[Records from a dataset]
^^^^
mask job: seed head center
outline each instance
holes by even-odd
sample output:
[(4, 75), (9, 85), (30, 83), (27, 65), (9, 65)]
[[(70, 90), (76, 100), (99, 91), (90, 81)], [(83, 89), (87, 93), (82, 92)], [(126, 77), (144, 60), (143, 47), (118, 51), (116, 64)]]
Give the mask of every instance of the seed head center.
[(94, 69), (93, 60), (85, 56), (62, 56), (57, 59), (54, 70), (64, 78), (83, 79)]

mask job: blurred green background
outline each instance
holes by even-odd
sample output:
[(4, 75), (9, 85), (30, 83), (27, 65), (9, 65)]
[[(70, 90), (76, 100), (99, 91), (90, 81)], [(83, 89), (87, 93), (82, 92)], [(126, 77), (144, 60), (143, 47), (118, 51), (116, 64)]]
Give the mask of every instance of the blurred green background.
^^^^
Put every line of the records above into a Markdown table with the columns Row and Line, numbering the rows in order and leaving out blank lines.

_Written response:_
| Row | Line |
|---|---|
| 1 | mask job: seed head center |
| 2 | outline each instance |
| 3 | holes by even-odd |
| 4 | sample output: |
| 5 | [(4, 75), (9, 85), (30, 83), (27, 65), (9, 65)] |
| 6 | [[(70, 90), (76, 100), (99, 91), (90, 81)], [(83, 89), (87, 93), (82, 92)], [(126, 77), (144, 60), (143, 47), (118, 51), (116, 64)]] |
| 7 | Give the mask of every instance of the seed head center. |
| 8 | [(94, 69), (93, 60), (85, 56), (62, 56), (57, 59), (54, 70), (64, 78), (83, 79)] |
| 9 | mask job: blurred green background |
| 10 | outline each instance |
| 11 | holes by even-odd |
| 12 | sample output: |
| 13 | [(4, 75), (9, 85), (30, 83), (27, 65), (9, 65)] |
| 14 | [[(70, 90), (76, 100), (99, 91), (90, 81)], [(83, 89), (87, 93), (82, 92)], [(126, 77), (144, 60), (143, 47), (118, 51), (116, 64)]] |
| 15 | Give the mask of every instance of the blurred green background. |